### Task
Provide the records once more, identical to the original.

======== Information given ========

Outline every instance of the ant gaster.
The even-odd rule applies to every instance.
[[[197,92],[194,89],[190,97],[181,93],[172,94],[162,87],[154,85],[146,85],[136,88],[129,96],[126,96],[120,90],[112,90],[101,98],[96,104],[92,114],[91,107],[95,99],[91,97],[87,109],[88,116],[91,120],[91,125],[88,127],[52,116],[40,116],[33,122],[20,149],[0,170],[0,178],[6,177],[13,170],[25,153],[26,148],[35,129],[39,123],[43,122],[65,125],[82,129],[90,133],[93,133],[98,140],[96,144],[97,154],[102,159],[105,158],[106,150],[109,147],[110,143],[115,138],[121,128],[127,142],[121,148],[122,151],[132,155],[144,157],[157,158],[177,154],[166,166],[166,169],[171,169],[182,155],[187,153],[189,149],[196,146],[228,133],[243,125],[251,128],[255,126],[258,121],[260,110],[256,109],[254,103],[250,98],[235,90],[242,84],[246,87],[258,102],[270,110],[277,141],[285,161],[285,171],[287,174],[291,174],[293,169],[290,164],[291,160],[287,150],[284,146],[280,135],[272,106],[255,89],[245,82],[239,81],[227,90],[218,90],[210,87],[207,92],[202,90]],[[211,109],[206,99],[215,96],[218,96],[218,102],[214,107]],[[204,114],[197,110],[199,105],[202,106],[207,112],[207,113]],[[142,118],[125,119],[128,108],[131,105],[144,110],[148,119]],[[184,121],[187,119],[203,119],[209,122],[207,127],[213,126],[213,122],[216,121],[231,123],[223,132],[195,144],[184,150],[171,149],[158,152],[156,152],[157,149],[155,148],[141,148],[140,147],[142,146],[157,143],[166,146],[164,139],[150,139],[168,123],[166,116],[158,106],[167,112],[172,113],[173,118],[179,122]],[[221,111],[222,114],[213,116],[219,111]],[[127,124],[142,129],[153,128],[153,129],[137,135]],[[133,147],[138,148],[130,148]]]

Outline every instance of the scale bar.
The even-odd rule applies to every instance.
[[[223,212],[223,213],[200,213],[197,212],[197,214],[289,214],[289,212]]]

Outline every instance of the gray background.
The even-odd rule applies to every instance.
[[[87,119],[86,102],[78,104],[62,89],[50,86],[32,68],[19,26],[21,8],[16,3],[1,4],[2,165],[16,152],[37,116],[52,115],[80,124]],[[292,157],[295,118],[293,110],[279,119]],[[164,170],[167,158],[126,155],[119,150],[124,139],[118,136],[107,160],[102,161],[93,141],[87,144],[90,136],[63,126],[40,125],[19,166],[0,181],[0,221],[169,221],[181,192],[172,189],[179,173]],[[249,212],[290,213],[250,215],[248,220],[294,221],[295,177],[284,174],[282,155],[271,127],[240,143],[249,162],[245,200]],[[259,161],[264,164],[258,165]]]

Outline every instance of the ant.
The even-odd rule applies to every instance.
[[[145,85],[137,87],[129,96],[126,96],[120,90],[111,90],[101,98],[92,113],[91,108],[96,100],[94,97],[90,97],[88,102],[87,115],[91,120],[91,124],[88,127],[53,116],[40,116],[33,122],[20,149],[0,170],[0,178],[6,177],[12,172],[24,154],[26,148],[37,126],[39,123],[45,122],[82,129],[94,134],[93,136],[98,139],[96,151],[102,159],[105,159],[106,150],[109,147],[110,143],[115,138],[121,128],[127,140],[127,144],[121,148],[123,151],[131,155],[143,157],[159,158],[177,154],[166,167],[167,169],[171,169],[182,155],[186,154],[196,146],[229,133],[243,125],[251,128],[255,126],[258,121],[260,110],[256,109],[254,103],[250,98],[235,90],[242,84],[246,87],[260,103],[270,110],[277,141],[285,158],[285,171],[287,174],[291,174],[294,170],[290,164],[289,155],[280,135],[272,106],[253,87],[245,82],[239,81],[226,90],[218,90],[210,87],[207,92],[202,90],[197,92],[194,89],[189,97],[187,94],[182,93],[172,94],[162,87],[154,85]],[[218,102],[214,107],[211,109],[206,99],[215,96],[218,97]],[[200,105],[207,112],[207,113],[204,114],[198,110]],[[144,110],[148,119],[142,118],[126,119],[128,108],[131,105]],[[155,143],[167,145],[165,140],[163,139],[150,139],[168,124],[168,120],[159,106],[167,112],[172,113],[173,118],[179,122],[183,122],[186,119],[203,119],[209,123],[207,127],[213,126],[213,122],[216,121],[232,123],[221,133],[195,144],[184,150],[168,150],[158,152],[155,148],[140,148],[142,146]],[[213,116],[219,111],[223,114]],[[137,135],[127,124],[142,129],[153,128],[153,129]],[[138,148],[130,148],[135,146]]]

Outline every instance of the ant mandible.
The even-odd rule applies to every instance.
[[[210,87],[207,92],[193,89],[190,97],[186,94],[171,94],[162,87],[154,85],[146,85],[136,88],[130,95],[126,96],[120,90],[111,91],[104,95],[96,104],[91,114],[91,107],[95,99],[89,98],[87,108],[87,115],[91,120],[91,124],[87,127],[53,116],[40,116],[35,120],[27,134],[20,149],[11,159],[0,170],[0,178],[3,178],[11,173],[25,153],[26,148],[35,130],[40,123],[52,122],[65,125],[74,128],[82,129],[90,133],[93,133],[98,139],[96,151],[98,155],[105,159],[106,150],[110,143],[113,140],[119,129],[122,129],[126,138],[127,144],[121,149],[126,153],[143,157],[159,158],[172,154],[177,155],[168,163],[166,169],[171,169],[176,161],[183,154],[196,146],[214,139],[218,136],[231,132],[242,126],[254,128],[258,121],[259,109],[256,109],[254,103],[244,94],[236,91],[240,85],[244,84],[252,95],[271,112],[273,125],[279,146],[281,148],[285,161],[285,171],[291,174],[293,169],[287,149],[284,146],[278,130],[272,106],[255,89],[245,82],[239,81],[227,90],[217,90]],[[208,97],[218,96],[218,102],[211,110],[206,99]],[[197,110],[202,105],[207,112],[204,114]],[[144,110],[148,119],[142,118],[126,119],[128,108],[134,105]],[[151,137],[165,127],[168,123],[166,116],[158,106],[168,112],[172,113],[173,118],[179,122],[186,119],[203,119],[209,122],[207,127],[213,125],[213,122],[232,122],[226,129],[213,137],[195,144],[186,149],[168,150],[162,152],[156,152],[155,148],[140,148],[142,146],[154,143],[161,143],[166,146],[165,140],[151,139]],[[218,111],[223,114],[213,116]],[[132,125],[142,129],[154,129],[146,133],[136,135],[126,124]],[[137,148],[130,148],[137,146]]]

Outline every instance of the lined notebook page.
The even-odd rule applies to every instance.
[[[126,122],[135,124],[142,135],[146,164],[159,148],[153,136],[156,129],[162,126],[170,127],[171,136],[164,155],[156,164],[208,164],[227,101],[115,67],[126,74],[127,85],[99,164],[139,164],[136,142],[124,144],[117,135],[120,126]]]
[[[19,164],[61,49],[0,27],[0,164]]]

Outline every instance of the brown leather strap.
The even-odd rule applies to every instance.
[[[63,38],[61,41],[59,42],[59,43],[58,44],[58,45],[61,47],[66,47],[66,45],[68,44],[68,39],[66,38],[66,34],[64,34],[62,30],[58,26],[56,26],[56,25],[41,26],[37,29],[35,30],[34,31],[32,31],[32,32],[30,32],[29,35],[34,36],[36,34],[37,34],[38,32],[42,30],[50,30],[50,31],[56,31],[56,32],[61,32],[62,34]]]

========

### Solution to the problem
Outline every instance of the ant gaster.
The even-odd rule applies to every instance.
[[[197,92],[194,89],[190,97],[181,93],[172,94],[162,87],[154,85],[146,85],[136,88],[129,96],[126,96],[120,90],[112,90],[101,98],[96,104],[92,114],[91,107],[95,99],[91,97],[87,109],[88,116],[91,120],[91,125],[88,127],[52,116],[40,116],[33,122],[20,149],[0,170],[0,178],[6,177],[13,170],[25,153],[26,148],[35,129],[39,123],[43,122],[65,125],[82,129],[90,133],[93,133],[98,140],[96,144],[97,154],[102,159],[105,158],[106,150],[109,147],[110,143],[115,138],[121,128],[127,142],[121,148],[122,151],[132,155],[144,157],[157,158],[177,154],[166,166],[166,169],[171,169],[182,155],[187,153],[189,149],[196,146],[228,133],[243,125],[251,128],[255,126],[258,121],[260,110],[256,109],[254,103],[250,98],[235,90],[242,84],[246,87],[258,102],[270,110],[277,141],[285,161],[285,171],[287,174],[291,174],[293,169],[290,164],[291,160],[287,150],[284,146],[280,135],[272,106],[255,89],[245,82],[239,81],[227,90],[218,90],[210,87],[207,92],[202,90]],[[211,109],[206,99],[215,96],[218,96],[218,102],[214,107]],[[204,114],[197,110],[199,105],[202,106],[207,112],[207,113]],[[142,118],[125,119],[128,108],[131,105],[144,110],[148,119]],[[184,121],[187,119],[203,119],[209,122],[207,127],[213,126],[213,122],[216,121],[231,123],[223,132],[195,144],[184,150],[171,149],[158,152],[156,152],[157,149],[155,148],[141,148],[140,147],[142,146],[157,143],[166,146],[164,139],[150,139],[168,123],[166,116],[158,106],[167,112],[172,113],[173,118],[179,122]],[[221,111],[222,114],[213,116],[219,111]],[[127,124],[142,129],[153,128],[153,129],[137,135]],[[133,147],[138,148],[130,148]]]

Outline every instance of the scale bar.
The even-odd rule applies to every instance.
[[[223,212],[223,213],[200,213],[197,212],[197,214],[289,214],[289,212]]]

Outline every instance of the gray background.
The even-odd rule applies to every instance.
[[[87,119],[86,102],[78,104],[62,89],[50,86],[32,68],[19,26],[21,8],[16,3],[1,4],[2,165],[16,152],[37,116],[52,115],[80,124]],[[292,157],[295,118],[293,110],[279,119]],[[164,170],[167,158],[126,155],[119,150],[124,139],[118,136],[107,160],[102,161],[93,141],[87,144],[90,136],[63,126],[40,125],[19,166],[0,181],[0,221],[169,221],[181,192],[172,189],[179,173]],[[249,212],[290,213],[250,215],[248,220],[294,221],[295,177],[284,174],[282,155],[271,127],[240,143],[249,162],[245,200]],[[259,161],[264,164],[258,165]]]

Outline every instance of the ant.
The even-odd rule applies to every instance.
[[[145,85],[137,87],[129,96],[126,96],[120,90],[111,90],[101,98],[92,113],[91,108],[96,100],[94,97],[90,97],[88,102],[87,115],[91,120],[91,124],[88,127],[53,116],[40,116],[33,122],[20,149],[0,170],[0,178],[6,177],[12,172],[24,154],[26,148],[37,126],[39,123],[45,122],[82,129],[94,134],[93,136],[98,139],[96,151],[102,159],[105,159],[106,150],[109,147],[110,143],[115,138],[121,128],[127,140],[127,144],[121,148],[123,151],[131,155],[143,157],[159,158],[177,154],[166,167],[167,169],[171,169],[182,155],[186,154],[196,146],[229,133],[243,125],[251,128],[255,126],[258,121],[260,110],[256,109],[254,103],[250,98],[235,90],[242,84],[246,87],[260,103],[270,110],[277,141],[285,158],[285,171],[287,174],[291,174],[294,170],[290,164],[289,155],[280,135],[272,106],[253,87],[245,82],[239,81],[226,90],[218,90],[210,87],[207,92],[202,90],[197,92],[194,89],[189,97],[187,94],[182,93],[172,94],[162,87],[154,85]],[[218,102],[214,107],[211,109],[206,99],[215,96],[218,97]],[[200,105],[207,112],[207,113],[204,114],[198,110]],[[144,110],[148,119],[142,118],[126,119],[128,108],[131,105]],[[155,143],[167,145],[165,140],[163,139],[150,139],[168,124],[168,120],[159,106],[167,112],[172,113],[173,118],[179,122],[183,122],[186,119],[203,119],[209,123],[207,127],[213,126],[213,122],[216,121],[232,123],[221,133],[195,144],[184,150],[168,150],[158,152],[155,148],[140,148],[142,146]],[[213,116],[219,111],[223,114]],[[137,135],[127,124],[142,129],[153,128],[153,129]],[[138,148],[130,148],[135,146]]]

Outline every instance of the ant mandible.
The even-odd rule applies to every instance.
[[[210,87],[207,92],[193,89],[190,97],[186,94],[171,94],[162,87],[154,85],[146,85],[136,88],[130,95],[126,96],[120,90],[111,91],[104,95],[96,104],[91,114],[91,107],[95,99],[89,98],[87,108],[87,115],[91,120],[91,124],[87,127],[53,116],[40,116],[35,120],[27,134],[20,149],[11,159],[0,170],[0,178],[3,178],[11,173],[25,153],[26,148],[35,130],[40,123],[52,122],[65,125],[74,128],[82,129],[90,133],[93,133],[98,139],[96,151],[98,155],[105,159],[106,150],[110,143],[113,140],[119,129],[122,129],[126,138],[127,144],[121,149],[126,153],[143,157],[159,158],[172,154],[177,155],[168,163],[166,169],[171,169],[176,161],[183,154],[196,146],[214,139],[218,136],[231,132],[242,126],[254,128],[258,121],[259,109],[256,109],[254,103],[244,94],[236,91],[240,85],[244,84],[252,95],[271,112],[273,125],[279,146],[281,148],[285,161],[285,171],[291,174],[293,169],[287,149],[284,146],[278,130],[272,106],[255,89],[245,82],[239,81],[227,90],[217,90]],[[208,97],[218,96],[218,102],[211,110],[206,99]],[[197,110],[202,105],[207,112],[204,114]],[[144,110],[148,119],[142,118],[126,119],[128,108],[134,105]],[[151,137],[165,127],[168,123],[166,116],[158,106],[168,112],[172,113],[173,118],[179,122],[186,119],[203,119],[209,122],[207,127],[213,125],[213,122],[232,122],[226,129],[213,137],[195,144],[186,149],[168,150],[162,152],[156,152],[155,148],[140,148],[142,146],[154,143],[161,143],[166,146],[165,140],[151,139]],[[218,111],[223,114],[213,116]],[[132,125],[142,129],[154,129],[146,133],[136,135],[126,124]],[[137,148],[130,148],[137,146]]]

Outline every instance of the lined notebook page.
The even-odd rule applies to every instance.
[[[126,122],[135,124],[142,135],[146,164],[159,148],[153,136],[156,129],[162,126],[170,127],[171,136],[164,155],[156,164],[208,164],[227,101],[115,67],[126,74],[127,85],[99,164],[139,164],[136,142],[124,144],[117,135],[120,126]]]
[[[19,164],[61,49],[0,27],[0,164]]]

Outline every instance of the brown leather strap.
The even-odd rule applies to every instance.
[[[63,38],[61,41],[59,42],[59,43],[58,44],[58,45],[61,47],[66,47],[66,45],[68,44],[68,39],[66,38],[66,34],[64,34],[62,30],[58,26],[56,26],[56,25],[41,26],[37,29],[35,30],[34,31],[32,31],[32,32],[30,32],[29,35],[34,36],[36,34],[37,34],[38,32],[42,30],[50,30],[50,31],[56,31],[56,32],[61,32],[62,34]]]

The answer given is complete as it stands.